Required work: Pull out every line of the records that contains the word "acorn" and copy each one.

+++ Recorded information +++

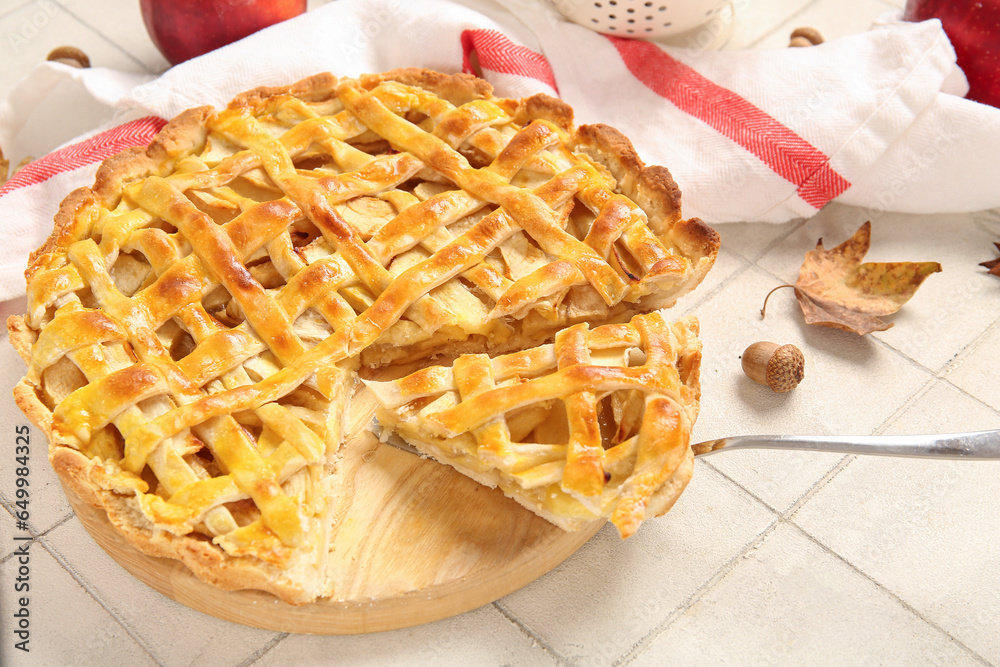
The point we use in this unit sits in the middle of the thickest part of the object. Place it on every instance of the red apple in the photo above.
(974, 29)
(183, 29)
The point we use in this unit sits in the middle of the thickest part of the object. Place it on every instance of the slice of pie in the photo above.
(197, 319)
(595, 425)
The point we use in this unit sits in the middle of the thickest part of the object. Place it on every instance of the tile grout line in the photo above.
(702, 590)
(264, 650)
(64, 563)
(913, 362)
(106, 39)
(888, 592)
(531, 634)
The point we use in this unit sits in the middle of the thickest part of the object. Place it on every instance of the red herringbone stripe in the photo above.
(499, 54)
(789, 155)
(99, 147)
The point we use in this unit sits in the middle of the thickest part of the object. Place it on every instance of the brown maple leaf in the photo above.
(836, 290)
(994, 264)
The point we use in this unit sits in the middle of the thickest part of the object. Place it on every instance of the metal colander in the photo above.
(645, 19)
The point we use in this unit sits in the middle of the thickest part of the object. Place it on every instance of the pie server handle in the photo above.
(972, 445)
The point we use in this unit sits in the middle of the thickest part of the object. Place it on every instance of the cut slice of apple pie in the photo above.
(197, 319)
(595, 425)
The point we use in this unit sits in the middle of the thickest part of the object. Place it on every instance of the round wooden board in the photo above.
(415, 542)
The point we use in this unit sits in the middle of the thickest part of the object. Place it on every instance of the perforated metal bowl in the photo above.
(645, 19)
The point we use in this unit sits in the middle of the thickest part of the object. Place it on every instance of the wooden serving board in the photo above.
(416, 542)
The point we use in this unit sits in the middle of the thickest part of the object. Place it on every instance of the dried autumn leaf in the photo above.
(836, 290)
(994, 264)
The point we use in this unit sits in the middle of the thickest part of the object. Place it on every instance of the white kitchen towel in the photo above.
(768, 135)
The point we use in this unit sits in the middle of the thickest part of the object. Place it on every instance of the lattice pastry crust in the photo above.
(594, 425)
(197, 318)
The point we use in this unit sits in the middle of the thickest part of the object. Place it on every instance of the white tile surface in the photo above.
(830, 17)
(975, 370)
(153, 618)
(897, 521)
(8, 530)
(757, 18)
(790, 602)
(29, 33)
(127, 31)
(838, 365)
(926, 530)
(442, 643)
(749, 239)
(924, 328)
(47, 503)
(67, 626)
(605, 598)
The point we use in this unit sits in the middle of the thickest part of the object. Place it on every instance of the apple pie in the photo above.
(593, 425)
(198, 318)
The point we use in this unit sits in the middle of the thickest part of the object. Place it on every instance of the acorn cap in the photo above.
(780, 367)
(69, 55)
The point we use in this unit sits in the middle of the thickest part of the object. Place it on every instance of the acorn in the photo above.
(805, 36)
(69, 55)
(780, 367)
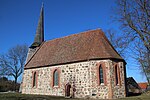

+++

Output of the task:
The point we use in this unit sits in the middle of the thickest part of the object. Place it on every instance of the acorn cap in the photo above.
The point we use in this unit sits in the middle of the thickest part of the object. Place it on every instance of the acorn in the photo above.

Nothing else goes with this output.